-- Task to complete --
Retype each record shown below, leaving every character as it is.

-- Material supplied --
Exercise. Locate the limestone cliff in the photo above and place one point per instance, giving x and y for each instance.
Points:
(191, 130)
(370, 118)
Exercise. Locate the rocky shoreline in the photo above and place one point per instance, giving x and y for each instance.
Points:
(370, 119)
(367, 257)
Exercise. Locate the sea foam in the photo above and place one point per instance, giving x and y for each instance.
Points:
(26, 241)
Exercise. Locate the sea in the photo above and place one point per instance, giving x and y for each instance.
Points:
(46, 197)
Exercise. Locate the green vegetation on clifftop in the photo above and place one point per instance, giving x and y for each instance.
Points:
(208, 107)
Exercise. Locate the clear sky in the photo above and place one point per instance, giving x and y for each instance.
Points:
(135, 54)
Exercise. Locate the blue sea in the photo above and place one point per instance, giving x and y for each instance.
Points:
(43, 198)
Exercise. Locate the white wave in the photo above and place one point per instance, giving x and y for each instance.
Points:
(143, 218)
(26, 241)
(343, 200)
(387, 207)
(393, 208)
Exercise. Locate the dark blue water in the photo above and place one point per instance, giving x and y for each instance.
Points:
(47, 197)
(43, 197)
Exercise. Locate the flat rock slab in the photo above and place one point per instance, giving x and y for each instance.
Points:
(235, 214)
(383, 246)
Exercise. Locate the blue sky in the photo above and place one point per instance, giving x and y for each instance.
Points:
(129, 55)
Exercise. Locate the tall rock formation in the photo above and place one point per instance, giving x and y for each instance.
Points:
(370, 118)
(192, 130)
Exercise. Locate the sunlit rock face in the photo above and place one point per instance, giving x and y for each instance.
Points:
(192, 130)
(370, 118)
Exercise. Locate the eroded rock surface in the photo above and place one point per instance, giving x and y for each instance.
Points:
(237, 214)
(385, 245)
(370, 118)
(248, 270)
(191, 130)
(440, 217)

-- Task solution --
Exercise. Locate the limestone cliff in the photo above and place one point per instance, giving x and y for each instance.
Points:
(191, 130)
(370, 118)
Exercise. Locate the rocky shoreline in the photo above and place one point per instance, giving x and y for each instance.
Points:
(370, 119)
(367, 257)
Exercise. Locate the sea foam in the photo above and place one point per instance, giving x and y for each instance.
Points:
(26, 241)
Exercise. Locate the sea in the photo above and place one point per instance, giving x and y for each instance.
Points:
(46, 197)
Exercise. Locate the green vegetation on clifftop in the photo above and place one point per instance, giving x and y for each instance.
Points:
(208, 107)
Exercise. Locate the clear sky in the photo above and place one point per instance, giving x and y for each instance.
Points:
(135, 54)
Exercise. Locate the blue sea in the photo above and place one point per instance, giving x and y for each instance.
Points:
(43, 198)
Exercise. Locate the white wave in the photo above and place one point per instance, giving x and y for each instance.
Points:
(143, 218)
(26, 241)
(343, 200)
(387, 207)
(393, 208)
Exercise. Locate the dark blue water in the photo above and place one point per instance, giving x and y for each instance.
Points:
(47, 197)
(43, 197)
Exercise. Locate the flat rock slab in the photo above and place one point per instance, giving x and y for each instance.
Points:
(235, 214)
(383, 246)
Exercise. Locate the blue sky in the photo above and place one point per instance, giving x and y for each instance.
Points:
(129, 55)
Exercise. Locate the tall rock formation in the photo above and place one point per instance, giving x and y for each instance.
Points:
(370, 118)
(192, 130)
Exercise. Locate the sunlit rock face in the photo above and place one point per instance, giving x and y for each instance.
Points:
(192, 130)
(370, 118)
Exercise. Locate the eroded rock surface in the photo above and place one point per instance, giving x and y for each instance.
Points:
(237, 214)
(385, 245)
(370, 118)
(248, 270)
(191, 130)
(440, 217)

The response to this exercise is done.